(DATA IN THIS EXERCISE Opens)

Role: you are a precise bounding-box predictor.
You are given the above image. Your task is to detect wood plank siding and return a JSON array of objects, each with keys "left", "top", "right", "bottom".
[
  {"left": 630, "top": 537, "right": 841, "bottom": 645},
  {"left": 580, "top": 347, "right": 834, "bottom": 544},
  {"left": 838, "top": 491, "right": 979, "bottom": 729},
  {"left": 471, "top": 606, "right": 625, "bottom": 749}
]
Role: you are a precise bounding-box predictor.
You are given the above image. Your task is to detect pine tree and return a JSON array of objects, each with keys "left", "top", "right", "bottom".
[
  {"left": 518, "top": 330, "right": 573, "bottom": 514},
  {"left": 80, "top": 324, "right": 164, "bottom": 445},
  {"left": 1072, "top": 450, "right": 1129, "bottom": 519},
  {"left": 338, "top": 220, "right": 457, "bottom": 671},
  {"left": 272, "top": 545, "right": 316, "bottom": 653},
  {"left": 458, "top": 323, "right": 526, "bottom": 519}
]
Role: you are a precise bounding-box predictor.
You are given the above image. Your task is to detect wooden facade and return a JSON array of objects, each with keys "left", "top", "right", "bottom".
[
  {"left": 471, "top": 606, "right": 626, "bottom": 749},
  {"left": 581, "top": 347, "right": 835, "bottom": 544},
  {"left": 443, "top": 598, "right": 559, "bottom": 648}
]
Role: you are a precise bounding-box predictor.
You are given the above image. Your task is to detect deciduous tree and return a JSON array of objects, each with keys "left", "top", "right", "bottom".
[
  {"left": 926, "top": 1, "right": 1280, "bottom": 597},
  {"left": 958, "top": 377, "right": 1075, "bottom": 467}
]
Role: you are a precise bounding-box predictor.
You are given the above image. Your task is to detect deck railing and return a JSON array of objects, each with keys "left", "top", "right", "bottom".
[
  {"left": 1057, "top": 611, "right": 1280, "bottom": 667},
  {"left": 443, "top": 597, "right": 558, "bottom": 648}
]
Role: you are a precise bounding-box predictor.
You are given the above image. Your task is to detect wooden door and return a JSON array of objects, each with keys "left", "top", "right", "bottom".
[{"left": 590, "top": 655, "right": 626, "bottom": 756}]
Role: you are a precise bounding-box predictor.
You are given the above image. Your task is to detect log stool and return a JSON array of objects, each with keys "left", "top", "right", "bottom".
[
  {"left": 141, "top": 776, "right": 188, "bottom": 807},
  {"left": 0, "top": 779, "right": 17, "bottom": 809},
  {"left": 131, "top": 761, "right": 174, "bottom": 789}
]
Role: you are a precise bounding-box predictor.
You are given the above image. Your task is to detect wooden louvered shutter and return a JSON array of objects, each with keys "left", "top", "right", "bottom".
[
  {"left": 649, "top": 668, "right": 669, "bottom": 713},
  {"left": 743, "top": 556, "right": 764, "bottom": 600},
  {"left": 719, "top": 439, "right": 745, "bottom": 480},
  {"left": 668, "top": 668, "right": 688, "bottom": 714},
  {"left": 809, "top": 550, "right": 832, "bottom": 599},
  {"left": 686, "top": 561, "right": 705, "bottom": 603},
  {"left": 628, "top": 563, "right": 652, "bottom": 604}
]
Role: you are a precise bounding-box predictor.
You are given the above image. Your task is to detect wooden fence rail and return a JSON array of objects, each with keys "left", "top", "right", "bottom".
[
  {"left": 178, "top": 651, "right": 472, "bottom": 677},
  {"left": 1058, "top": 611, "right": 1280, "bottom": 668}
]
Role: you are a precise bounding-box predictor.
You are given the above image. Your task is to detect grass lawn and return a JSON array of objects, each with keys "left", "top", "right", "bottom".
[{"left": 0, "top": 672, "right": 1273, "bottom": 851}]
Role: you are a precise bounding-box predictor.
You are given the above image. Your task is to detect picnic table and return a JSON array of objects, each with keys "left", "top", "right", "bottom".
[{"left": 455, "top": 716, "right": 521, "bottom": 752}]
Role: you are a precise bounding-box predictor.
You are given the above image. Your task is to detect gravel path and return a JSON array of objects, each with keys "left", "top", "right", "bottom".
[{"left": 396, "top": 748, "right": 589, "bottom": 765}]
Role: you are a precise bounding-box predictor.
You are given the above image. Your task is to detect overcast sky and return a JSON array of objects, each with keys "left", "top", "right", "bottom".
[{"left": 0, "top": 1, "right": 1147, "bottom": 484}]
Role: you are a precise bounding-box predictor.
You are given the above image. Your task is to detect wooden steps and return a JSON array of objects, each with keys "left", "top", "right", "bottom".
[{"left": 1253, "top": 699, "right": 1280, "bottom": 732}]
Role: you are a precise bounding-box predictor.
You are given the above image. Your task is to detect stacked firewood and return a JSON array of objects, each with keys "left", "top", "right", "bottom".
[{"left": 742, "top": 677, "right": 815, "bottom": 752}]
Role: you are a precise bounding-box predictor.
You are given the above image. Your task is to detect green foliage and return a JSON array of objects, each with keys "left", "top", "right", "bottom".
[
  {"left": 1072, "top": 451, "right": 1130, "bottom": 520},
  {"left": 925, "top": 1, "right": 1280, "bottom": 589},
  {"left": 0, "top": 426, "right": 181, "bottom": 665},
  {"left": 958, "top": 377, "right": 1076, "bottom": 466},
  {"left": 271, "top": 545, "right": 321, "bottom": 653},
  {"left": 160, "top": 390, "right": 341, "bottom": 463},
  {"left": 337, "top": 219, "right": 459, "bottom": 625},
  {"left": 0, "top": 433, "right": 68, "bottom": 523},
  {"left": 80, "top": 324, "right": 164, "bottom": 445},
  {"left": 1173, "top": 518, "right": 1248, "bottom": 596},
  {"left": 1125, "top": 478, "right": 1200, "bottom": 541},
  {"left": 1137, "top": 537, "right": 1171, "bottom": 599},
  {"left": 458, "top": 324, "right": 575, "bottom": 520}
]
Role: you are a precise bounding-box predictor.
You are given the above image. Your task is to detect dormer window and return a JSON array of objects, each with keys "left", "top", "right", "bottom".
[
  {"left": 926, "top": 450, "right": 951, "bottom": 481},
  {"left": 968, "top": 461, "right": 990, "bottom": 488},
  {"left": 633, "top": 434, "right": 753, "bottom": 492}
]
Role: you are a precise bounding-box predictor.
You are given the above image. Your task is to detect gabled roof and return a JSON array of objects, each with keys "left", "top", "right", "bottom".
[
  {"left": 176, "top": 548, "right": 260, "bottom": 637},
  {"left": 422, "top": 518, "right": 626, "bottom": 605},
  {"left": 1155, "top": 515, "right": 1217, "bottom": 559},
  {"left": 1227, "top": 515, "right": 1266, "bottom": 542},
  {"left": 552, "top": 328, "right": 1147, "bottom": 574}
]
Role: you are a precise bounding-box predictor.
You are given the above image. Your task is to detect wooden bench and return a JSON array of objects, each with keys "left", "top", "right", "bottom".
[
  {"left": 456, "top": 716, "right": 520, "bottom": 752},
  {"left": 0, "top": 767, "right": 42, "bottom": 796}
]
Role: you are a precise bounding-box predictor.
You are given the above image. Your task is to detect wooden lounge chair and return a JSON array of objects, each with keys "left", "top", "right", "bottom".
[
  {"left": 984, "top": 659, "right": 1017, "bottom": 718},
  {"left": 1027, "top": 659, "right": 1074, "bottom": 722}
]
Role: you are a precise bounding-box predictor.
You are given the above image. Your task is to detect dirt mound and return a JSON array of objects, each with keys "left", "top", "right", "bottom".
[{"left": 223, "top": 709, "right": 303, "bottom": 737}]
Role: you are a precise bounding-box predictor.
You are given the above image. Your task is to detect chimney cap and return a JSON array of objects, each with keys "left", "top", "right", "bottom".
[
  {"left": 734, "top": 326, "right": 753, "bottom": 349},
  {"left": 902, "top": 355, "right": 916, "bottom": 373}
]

(DATA IN THIS EXERCISE Closes)

▶ PROBLEM DETAILS
The full set of entries above needs to be restated word for word.

▶ TASK RESULT
Role: you are a precise bounding-box predictor.
You are given the above image. Your task is to detect wood plank siding and return a JSON array of objects, each with keys "left", "top", "right", "bottom".
[
  {"left": 630, "top": 537, "right": 841, "bottom": 645},
  {"left": 580, "top": 347, "right": 834, "bottom": 544},
  {"left": 838, "top": 491, "right": 979, "bottom": 729},
  {"left": 471, "top": 606, "right": 625, "bottom": 749}
]
Role: you are a precise bounding-box predictor.
You are given the above image. Your task is to detect pine tree and return a JSON array of objects, each with keys "left", "top", "right", "bottom".
[
  {"left": 518, "top": 330, "right": 573, "bottom": 514},
  {"left": 80, "top": 324, "right": 164, "bottom": 445},
  {"left": 1072, "top": 450, "right": 1129, "bottom": 519},
  {"left": 338, "top": 220, "right": 457, "bottom": 671},
  {"left": 272, "top": 545, "right": 316, "bottom": 653},
  {"left": 458, "top": 323, "right": 526, "bottom": 519}
]
Role: you are a precise bounding-box predictor.
You are given the above image. Your task is to detect wooden facade and return a JSON array of objects, each with keys "left", "top", "right", "bottom".
[
  {"left": 471, "top": 606, "right": 626, "bottom": 749},
  {"left": 581, "top": 347, "right": 835, "bottom": 544},
  {"left": 443, "top": 598, "right": 559, "bottom": 648}
]
Role: you are a precise bounding-box predictor.
You are given the above image. Your task is to detect deciduous tree and return a JSON array of objects, each with keys "left", "top", "right", "bottom".
[
  {"left": 926, "top": 1, "right": 1280, "bottom": 597},
  {"left": 958, "top": 377, "right": 1075, "bottom": 467}
]
Role: you are a precise bounding-box predictor.
You are given the above image. Your task is to detect deck railing and return a JSON array of objects, each with keys "left", "top", "right", "bottom".
[
  {"left": 1057, "top": 611, "right": 1280, "bottom": 667},
  {"left": 443, "top": 597, "right": 558, "bottom": 648}
]
Role: you are a precise bounding-box predictor.
You are given the above image. Your task is to detect wooden door and return a JSON array of objects, each with keys "left", "top", "right", "bottom".
[{"left": 590, "top": 655, "right": 626, "bottom": 756}]
Role: you are a precise bounding-box predictor.
You are given the above image. Your task is to detect log stool and return a JSON array of objects, each with keys "left", "top", "right", "bottom".
[
  {"left": 141, "top": 776, "right": 188, "bottom": 807},
  {"left": 0, "top": 779, "right": 17, "bottom": 809},
  {"left": 131, "top": 761, "right": 174, "bottom": 789}
]
Role: you are a precise bounding-box predictor.
You are given the above image. Your task is to detect wooden louvered shutter and return a JSON array of objects, each with keys "left", "top", "right", "bottom".
[
  {"left": 649, "top": 668, "right": 669, "bottom": 713},
  {"left": 743, "top": 556, "right": 764, "bottom": 600},
  {"left": 719, "top": 439, "right": 745, "bottom": 480},
  {"left": 668, "top": 668, "right": 688, "bottom": 714},
  {"left": 809, "top": 550, "right": 832, "bottom": 599},
  {"left": 686, "top": 561, "right": 705, "bottom": 603},
  {"left": 628, "top": 563, "right": 652, "bottom": 604}
]
Role: you are a precise bounding-box predictor.
You are given the above image. Your task is to detect wooden fence rail and return a JSON array of objects, each with keys "left", "top", "right", "bottom".
[
  {"left": 178, "top": 651, "right": 472, "bottom": 677},
  {"left": 1058, "top": 611, "right": 1280, "bottom": 668}
]
Role: you are a precise bounding-box predictor.
You are given the above image. Your task is to detect grass lawn and return a JSON array of objects, each with keys "left", "top", "right", "bottom".
[{"left": 0, "top": 672, "right": 1273, "bottom": 851}]
Role: you are a precise bounding-box predictor.
You are given the above image. Your task is to detect picnic table and return a JSON array of objects, each with keys "left", "top", "right", "bottom".
[{"left": 455, "top": 716, "right": 521, "bottom": 752}]
Role: you are a precise bounding-box predictor.
You are given the above image. Your task is to detect gravel path and return a JSON array of objects, each with keys "left", "top", "right", "bottom".
[{"left": 396, "top": 748, "right": 589, "bottom": 765}]
Role: you are a precise bounding-box predictor.
You are given the above image. Your task is to detect overcast sky and return a JSON array of objects, each with keys "left", "top", "right", "bottom".
[{"left": 0, "top": 1, "right": 1147, "bottom": 484}]
Role: you are a precise bounding-box predictor.
You are given the above image. Your task is to detect wooden steps and return a JSON array of objects, each with keys "left", "top", "right", "bottom".
[{"left": 1253, "top": 699, "right": 1280, "bottom": 732}]
Role: you are a precise bounding-box predictor.
You are given the above image. Your task is to detect stacked firewood and return a JSON array of objects, each with keys "left", "top", "right", "bottom".
[{"left": 742, "top": 677, "right": 815, "bottom": 752}]
Role: you are a precise bounding-box predictor.
You are given the above image. Your task is to detect green foliage and return a JSON array of objects, each with keys "left", "top", "right", "bottom".
[
  {"left": 1072, "top": 451, "right": 1130, "bottom": 520},
  {"left": 925, "top": 1, "right": 1280, "bottom": 589},
  {"left": 0, "top": 426, "right": 181, "bottom": 665},
  {"left": 958, "top": 377, "right": 1076, "bottom": 466},
  {"left": 271, "top": 545, "right": 321, "bottom": 653},
  {"left": 160, "top": 390, "right": 341, "bottom": 463},
  {"left": 337, "top": 219, "right": 459, "bottom": 625},
  {"left": 0, "top": 433, "right": 68, "bottom": 523},
  {"left": 80, "top": 324, "right": 164, "bottom": 445},
  {"left": 1173, "top": 518, "right": 1248, "bottom": 596},
  {"left": 1125, "top": 478, "right": 1200, "bottom": 541},
  {"left": 1137, "top": 537, "right": 1171, "bottom": 599},
  {"left": 458, "top": 324, "right": 575, "bottom": 520}
]
Role: you are a precise bounding-box predictor.
You are given the above image. Your task is to detect dormer window and return a JSON array of objects, each with keys "left", "top", "right", "bottom".
[
  {"left": 926, "top": 450, "right": 951, "bottom": 481},
  {"left": 968, "top": 461, "right": 990, "bottom": 488},
  {"left": 633, "top": 434, "right": 753, "bottom": 492}
]
Role: you are a precise bounding-box predictor.
You are given the above image. Your task is to detect gabled roof and return a JSON array of objects, each with keys "left", "top", "right", "bottom".
[
  {"left": 176, "top": 548, "right": 260, "bottom": 637},
  {"left": 422, "top": 518, "right": 626, "bottom": 605},
  {"left": 1155, "top": 515, "right": 1217, "bottom": 559},
  {"left": 1227, "top": 515, "right": 1266, "bottom": 542},
  {"left": 552, "top": 328, "right": 1147, "bottom": 574}
]
Role: you are a precise bounding-box predictor.
You are given the above image. Your task is to detect wooden bench and return a JSON array of objects, each with keys "left", "top", "right", "bottom".
[
  {"left": 456, "top": 716, "right": 520, "bottom": 752},
  {"left": 0, "top": 767, "right": 42, "bottom": 796}
]
Role: you are a precise bounding-box predictor.
You are given the above image. Your task is to detect wooden lounge chair and return a JSON array of objects, each with keys "left", "top", "right", "bottom".
[
  {"left": 984, "top": 659, "right": 1017, "bottom": 718},
  {"left": 1027, "top": 659, "right": 1074, "bottom": 722}
]
Role: you are a precise bounding-box predictor.
You are given the above image. Your task is to detect dirt mound and return a JSON array of objects, each with keys "left", "top", "right", "bottom".
[{"left": 223, "top": 709, "right": 303, "bottom": 737}]
Role: you are a precise bounding-box predictor.
You are given the above image. Your task is to detect chimney cap and return a JSON array of objects, each with keys "left", "top", "right", "bottom".
[
  {"left": 734, "top": 326, "right": 753, "bottom": 349},
  {"left": 902, "top": 355, "right": 916, "bottom": 373}
]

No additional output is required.